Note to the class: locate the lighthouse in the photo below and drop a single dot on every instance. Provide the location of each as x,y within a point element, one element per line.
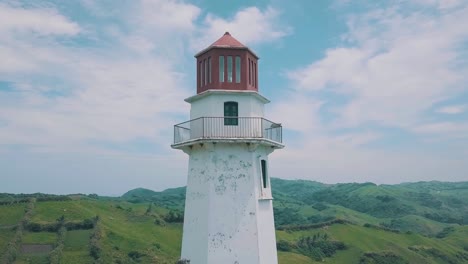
<point>228,208</point>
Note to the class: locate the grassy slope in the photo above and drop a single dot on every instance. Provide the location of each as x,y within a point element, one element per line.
<point>11,214</point>
<point>127,228</point>
<point>360,239</point>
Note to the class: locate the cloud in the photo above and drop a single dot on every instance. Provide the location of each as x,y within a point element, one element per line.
<point>393,65</point>
<point>452,109</point>
<point>41,21</point>
<point>250,26</point>
<point>94,87</point>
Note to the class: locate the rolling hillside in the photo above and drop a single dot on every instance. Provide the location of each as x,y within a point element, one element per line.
<point>316,223</point>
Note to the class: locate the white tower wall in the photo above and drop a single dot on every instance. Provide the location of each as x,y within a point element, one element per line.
<point>228,212</point>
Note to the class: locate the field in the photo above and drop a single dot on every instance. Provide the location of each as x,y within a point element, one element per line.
<point>312,226</point>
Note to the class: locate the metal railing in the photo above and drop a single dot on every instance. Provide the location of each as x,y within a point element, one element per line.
<point>227,127</point>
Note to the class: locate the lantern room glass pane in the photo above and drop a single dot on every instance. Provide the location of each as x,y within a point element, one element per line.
<point>229,68</point>
<point>221,68</point>
<point>238,69</point>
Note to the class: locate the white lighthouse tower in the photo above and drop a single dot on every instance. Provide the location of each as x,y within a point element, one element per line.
<point>228,208</point>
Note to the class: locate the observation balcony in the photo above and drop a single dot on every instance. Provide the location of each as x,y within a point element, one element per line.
<point>228,129</point>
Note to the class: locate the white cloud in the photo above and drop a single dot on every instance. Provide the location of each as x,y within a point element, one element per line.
<point>397,67</point>
<point>250,26</point>
<point>129,87</point>
<point>394,65</point>
<point>452,109</point>
<point>42,21</point>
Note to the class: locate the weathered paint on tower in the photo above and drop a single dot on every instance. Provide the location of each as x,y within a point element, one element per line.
<point>228,210</point>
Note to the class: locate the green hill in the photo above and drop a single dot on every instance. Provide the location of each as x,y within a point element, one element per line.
<point>422,222</point>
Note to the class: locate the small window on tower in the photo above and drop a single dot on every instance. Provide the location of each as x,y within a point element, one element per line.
<point>229,68</point>
<point>264,174</point>
<point>206,71</point>
<point>250,76</point>
<point>237,69</point>
<point>255,74</point>
<point>221,68</point>
<point>200,68</point>
<point>231,113</point>
<point>209,68</point>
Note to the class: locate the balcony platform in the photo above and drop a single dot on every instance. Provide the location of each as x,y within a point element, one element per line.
<point>260,141</point>
<point>249,130</point>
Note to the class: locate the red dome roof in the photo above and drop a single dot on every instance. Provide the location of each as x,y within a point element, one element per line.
<point>227,41</point>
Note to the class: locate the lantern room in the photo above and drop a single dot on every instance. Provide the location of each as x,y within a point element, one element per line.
<point>227,65</point>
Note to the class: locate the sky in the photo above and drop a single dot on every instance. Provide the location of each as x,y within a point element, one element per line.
<point>367,91</point>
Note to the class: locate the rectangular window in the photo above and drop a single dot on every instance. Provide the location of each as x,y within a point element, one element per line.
<point>264,173</point>
<point>231,113</point>
<point>238,69</point>
<point>229,68</point>
<point>250,76</point>
<point>209,69</point>
<point>200,69</point>
<point>206,71</point>
<point>221,68</point>
<point>255,74</point>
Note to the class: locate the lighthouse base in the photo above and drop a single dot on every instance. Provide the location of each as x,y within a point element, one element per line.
<point>228,210</point>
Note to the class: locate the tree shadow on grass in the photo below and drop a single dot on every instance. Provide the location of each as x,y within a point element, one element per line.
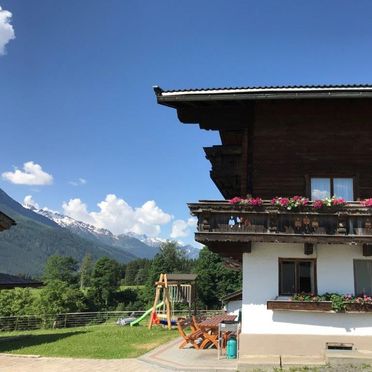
<point>12,343</point>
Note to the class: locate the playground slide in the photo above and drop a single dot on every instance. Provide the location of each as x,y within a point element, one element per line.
<point>135,322</point>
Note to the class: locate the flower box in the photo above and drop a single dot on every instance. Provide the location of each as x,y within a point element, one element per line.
<point>357,307</point>
<point>299,305</point>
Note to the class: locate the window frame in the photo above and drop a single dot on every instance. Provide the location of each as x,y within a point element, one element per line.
<point>296,261</point>
<point>354,272</point>
<point>331,178</point>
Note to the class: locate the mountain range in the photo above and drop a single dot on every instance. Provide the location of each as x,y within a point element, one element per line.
<point>40,233</point>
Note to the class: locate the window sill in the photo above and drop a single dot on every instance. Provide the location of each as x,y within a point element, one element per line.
<point>321,306</point>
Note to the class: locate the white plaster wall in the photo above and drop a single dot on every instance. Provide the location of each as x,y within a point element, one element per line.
<point>334,274</point>
<point>233,307</point>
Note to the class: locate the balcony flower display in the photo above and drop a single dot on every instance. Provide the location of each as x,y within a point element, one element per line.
<point>290,203</point>
<point>340,302</point>
<point>251,202</point>
<point>329,202</point>
<point>367,202</point>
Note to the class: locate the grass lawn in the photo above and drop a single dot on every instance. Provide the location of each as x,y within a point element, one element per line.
<point>101,341</point>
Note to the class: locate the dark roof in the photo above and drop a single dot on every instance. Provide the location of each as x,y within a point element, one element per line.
<point>181,277</point>
<point>237,295</point>
<point>5,222</point>
<point>11,281</point>
<point>264,92</point>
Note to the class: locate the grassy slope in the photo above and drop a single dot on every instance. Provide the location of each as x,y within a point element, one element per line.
<point>102,341</point>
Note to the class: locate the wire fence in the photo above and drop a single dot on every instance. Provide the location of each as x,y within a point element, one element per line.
<point>69,320</point>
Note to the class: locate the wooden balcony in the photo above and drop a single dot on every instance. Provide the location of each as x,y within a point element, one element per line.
<point>221,224</point>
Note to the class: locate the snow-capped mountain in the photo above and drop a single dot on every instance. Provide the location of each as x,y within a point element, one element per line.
<point>141,246</point>
<point>152,242</point>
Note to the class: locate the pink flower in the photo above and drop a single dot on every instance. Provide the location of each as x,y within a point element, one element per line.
<point>283,202</point>
<point>338,201</point>
<point>256,202</point>
<point>235,200</point>
<point>367,202</point>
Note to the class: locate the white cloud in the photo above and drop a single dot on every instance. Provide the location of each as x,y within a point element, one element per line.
<point>118,216</point>
<point>80,181</point>
<point>181,228</point>
<point>6,29</point>
<point>32,174</point>
<point>28,202</point>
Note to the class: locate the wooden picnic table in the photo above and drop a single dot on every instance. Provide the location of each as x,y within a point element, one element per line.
<point>209,327</point>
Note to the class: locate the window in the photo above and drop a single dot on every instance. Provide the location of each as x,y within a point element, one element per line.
<point>363,277</point>
<point>296,276</point>
<point>322,187</point>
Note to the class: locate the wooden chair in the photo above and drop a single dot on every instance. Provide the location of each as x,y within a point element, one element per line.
<point>190,338</point>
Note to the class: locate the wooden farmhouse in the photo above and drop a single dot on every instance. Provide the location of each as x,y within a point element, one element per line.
<point>294,168</point>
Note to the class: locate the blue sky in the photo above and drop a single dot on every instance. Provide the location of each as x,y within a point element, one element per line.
<point>76,96</point>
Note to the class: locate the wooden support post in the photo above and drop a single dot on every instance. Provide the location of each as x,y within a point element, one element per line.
<point>157,295</point>
<point>308,248</point>
<point>167,302</point>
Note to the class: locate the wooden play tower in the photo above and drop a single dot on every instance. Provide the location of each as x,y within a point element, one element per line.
<point>170,289</point>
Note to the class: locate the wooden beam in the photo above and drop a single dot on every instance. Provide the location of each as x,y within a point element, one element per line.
<point>367,250</point>
<point>244,164</point>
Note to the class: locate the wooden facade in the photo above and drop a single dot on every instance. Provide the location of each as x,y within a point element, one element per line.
<point>273,141</point>
<point>271,145</point>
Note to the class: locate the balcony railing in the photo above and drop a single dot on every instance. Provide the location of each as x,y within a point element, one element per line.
<point>219,220</point>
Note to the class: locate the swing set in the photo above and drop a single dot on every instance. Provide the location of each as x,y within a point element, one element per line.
<point>172,289</point>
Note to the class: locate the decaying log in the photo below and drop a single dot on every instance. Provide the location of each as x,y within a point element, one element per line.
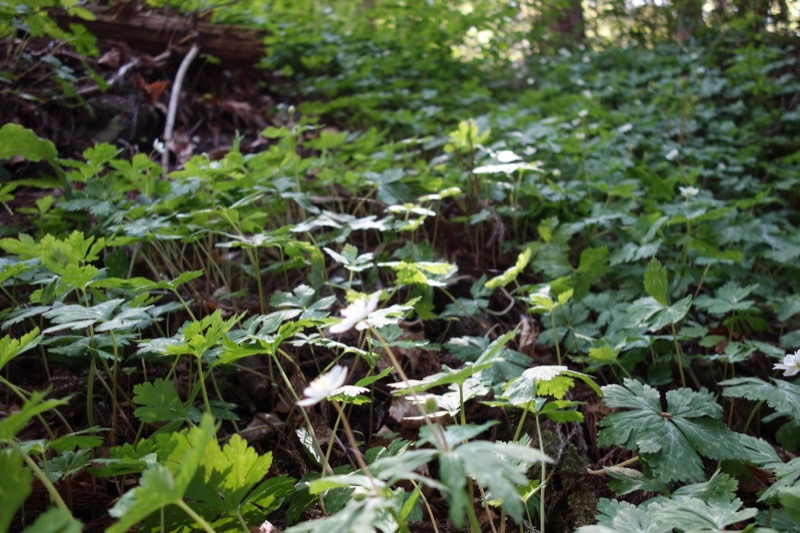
<point>153,32</point>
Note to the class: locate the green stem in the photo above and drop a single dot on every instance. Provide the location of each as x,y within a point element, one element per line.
<point>543,476</point>
<point>199,520</point>
<point>678,354</point>
<point>555,335</point>
<point>309,427</point>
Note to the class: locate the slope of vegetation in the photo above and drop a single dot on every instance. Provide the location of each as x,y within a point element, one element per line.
<point>458,280</point>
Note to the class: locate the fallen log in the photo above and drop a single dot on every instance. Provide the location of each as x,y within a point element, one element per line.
<point>154,32</point>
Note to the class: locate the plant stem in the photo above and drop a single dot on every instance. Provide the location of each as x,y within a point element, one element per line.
<point>543,476</point>
<point>55,497</point>
<point>678,354</point>
<point>194,516</point>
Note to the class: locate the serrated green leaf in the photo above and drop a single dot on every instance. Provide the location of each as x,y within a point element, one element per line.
<point>11,347</point>
<point>55,520</point>
<point>790,499</point>
<point>18,141</point>
<point>159,402</point>
<point>693,514</point>
<point>782,396</point>
<point>623,517</point>
<point>14,422</point>
<point>672,441</point>
<point>655,282</point>
<point>511,274</point>
<point>15,486</point>
<point>627,480</point>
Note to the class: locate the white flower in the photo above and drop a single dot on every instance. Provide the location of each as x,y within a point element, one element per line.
<point>688,192</point>
<point>625,128</point>
<point>790,364</point>
<point>544,372</point>
<point>355,314</point>
<point>507,156</point>
<point>327,385</point>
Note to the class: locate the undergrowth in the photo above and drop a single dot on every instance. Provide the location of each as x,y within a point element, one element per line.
<point>410,316</point>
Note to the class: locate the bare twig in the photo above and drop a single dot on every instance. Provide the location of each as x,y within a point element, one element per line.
<point>174,98</point>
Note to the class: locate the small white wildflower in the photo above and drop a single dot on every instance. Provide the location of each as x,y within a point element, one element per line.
<point>507,156</point>
<point>325,385</point>
<point>790,364</point>
<point>356,313</point>
<point>544,372</point>
<point>689,192</point>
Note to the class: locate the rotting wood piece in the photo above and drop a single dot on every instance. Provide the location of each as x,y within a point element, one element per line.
<point>153,32</point>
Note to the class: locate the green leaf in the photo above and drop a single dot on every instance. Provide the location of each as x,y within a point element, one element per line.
<point>655,282</point>
<point>782,396</point>
<point>671,442</point>
<point>694,514</point>
<point>167,482</point>
<point>55,520</point>
<point>11,347</point>
<point>36,404</point>
<point>159,402</point>
<point>790,499</point>
<point>623,517</point>
<point>15,486</point>
<point>66,464</point>
<point>501,467</point>
<point>18,141</point>
<point>727,299</point>
<point>511,274</point>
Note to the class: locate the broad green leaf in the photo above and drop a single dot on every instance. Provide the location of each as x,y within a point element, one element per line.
<point>694,514</point>
<point>167,482</point>
<point>671,442</point>
<point>782,396</point>
<point>66,464</point>
<point>501,467</point>
<point>511,274</point>
<point>11,347</point>
<point>18,141</point>
<point>489,356</point>
<point>159,402</point>
<point>15,486</point>
<point>243,469</point>
<point>727,299</point>
<point>655,282</point>
<point>55,520</point>
<point>156,490</point>
<point>790,499</point>
<point>14,422</point>
<point>623,517</point>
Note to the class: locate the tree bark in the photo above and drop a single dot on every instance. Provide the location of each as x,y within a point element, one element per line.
<point>154,32</point>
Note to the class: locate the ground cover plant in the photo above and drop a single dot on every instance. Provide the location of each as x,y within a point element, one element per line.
<point>459,271</point>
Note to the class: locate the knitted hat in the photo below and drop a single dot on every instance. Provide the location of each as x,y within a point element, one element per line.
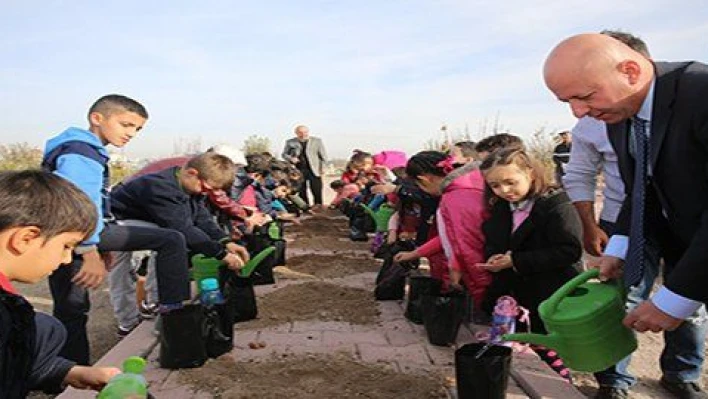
____
Task to complete:
Copy out, word for word, the lines from the one containing "Note to the class: locate the mountain" through the one containing "<point>40,233</point>", both included.

Solution for this exercise:
Note to the class: locate the mountain range in the photo above and drop a single dot on every instance. Provide the location of each as x,y within a point element, one element per line.
<point>40,233</point>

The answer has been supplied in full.